Top of DATA EXTRACTS
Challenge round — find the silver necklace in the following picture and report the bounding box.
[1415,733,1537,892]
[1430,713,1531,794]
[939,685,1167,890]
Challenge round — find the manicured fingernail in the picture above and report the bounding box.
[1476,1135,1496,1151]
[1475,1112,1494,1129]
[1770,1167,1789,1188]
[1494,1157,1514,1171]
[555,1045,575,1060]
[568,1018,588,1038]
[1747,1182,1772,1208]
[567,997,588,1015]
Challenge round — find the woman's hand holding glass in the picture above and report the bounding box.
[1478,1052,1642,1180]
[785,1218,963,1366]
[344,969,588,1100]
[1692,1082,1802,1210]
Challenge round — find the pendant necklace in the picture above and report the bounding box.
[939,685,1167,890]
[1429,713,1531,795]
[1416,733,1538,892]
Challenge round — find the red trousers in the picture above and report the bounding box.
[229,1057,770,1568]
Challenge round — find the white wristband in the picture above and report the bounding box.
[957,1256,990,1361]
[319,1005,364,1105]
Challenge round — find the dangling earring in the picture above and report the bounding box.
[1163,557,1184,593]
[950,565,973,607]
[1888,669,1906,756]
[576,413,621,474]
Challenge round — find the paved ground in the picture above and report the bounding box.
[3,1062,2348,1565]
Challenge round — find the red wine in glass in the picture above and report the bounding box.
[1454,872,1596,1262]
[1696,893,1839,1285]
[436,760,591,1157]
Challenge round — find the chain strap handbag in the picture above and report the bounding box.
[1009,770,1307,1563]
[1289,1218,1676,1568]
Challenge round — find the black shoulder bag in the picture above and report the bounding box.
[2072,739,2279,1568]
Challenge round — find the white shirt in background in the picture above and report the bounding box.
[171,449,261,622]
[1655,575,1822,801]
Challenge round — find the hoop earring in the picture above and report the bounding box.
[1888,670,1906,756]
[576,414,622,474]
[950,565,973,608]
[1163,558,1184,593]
Bottom of DATA EXTRACTS
Please write out, exactly as they appear, the line that contains "Challenge round — find the chain" and every line after it up to the end of the entries above, and no others.

RESPONSE BELOW =>
Challenge round — find the chain strap handbag in the picture above and report the bounding box.
[1009,770,1307,1563]
[1289,1218,1676,1568]
Challenge round — find the black shoulder bag in the picture above and report the bounding box.
[2072,739,2279,1568]
Challenge round — find the white shirt in background in the picture above and report the bounding box.
[171,449,261,622]
[1655,575,1822,801]
Challenge round — find the hoop earring in the picture above and report the bounding box.
[1888,670,1906,756]
[576,414,622,474]
[950,565,973,608]
[1163,558,1184,593]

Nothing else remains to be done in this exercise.